Senin, 21 April 2008

Strategi Pengadaan Bahan Baku, Efisiensi Rantai Pemasaran Ubi Kayu, dan Pemberdayaan Petani Dengan Implementasi Model KemitraanCoopertive Farming Di P

Oleh : M. Soleh

1. Abstraksi

Ketersediaan ubi kayu yang berkesinambungan sebagai bahan baku pembuatan ethanol di PT. Medco Ethanol Lampung (PT.MEL) sangat penting dan vital, berbagai strategi pengadaan bahan baku telah dan akan diterapkan untuk itu, salah satunya adalah menjalin kemitraan dengan petani sebagai produsen ubi kayu. Sistem kemitraan yang diterapkan adalah model kemitraan cooperative farming dengan memberdayakan petani melalui kelompok dengan melakukan rekayasa sosial, ekonomi, teknologi dan nilai tambah. Sistem kemitraan dengan model cooprative farming yang diterapkan oleh PT. MEL diintroduksikan dengan konsep bottom-up policy sehingga mencerminkan partisipasi aktif petani anggotanya.

* * * * *

Lanjutkan teks mengenai kemitraan cooperative farming dalam pengadaan ubi kayu, dimulai setelah kalimat terakhir yang tercantum.

* * * * *

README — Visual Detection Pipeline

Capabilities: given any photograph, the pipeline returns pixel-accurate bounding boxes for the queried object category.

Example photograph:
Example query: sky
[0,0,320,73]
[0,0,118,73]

* * * * *

Jawaban Tugas:
Model kemitraan cooperative farming secara langsung telah memberdayakan lembaga tani yang ada, melalui penyuluhan tentang pentingnya kemitraan, kesepakatan, dan kebersamaan. Petani akan secara aktif terlibat disetiap kegiatan dan mempunyai sense of belonging yang tinggi akan keberhasilan usaha tani kelompoknya.
Implementasi model kemitraan ini akan sangat menguntungkan perusahaan baik dari aspek ketersediaan bahan baku maupun keberlangsungan perusahaan, diataranya; 1). Kepastian atau terjadwalnya pasokan bahan baku per hari 2). Kejelasan kualitas bahan baku yang didapat 3). Rasa memiliki yang tinggi masyarakat sekitar terhadap perusahaan 4). Merupakan social invesment yang sangat menguntungkan terhadap keberlangsungan perusahaan. Model kemitraan ini juga dapat memontong rantai distribusi pemasaran ubi kayu yang tidak efisien selama ini, yang lebih menguntungkan pada pihak pedagang perantara, karena model kemitraan ini perusahaan langsung berhubungan dengan petani sebagai produsen ubi kayu.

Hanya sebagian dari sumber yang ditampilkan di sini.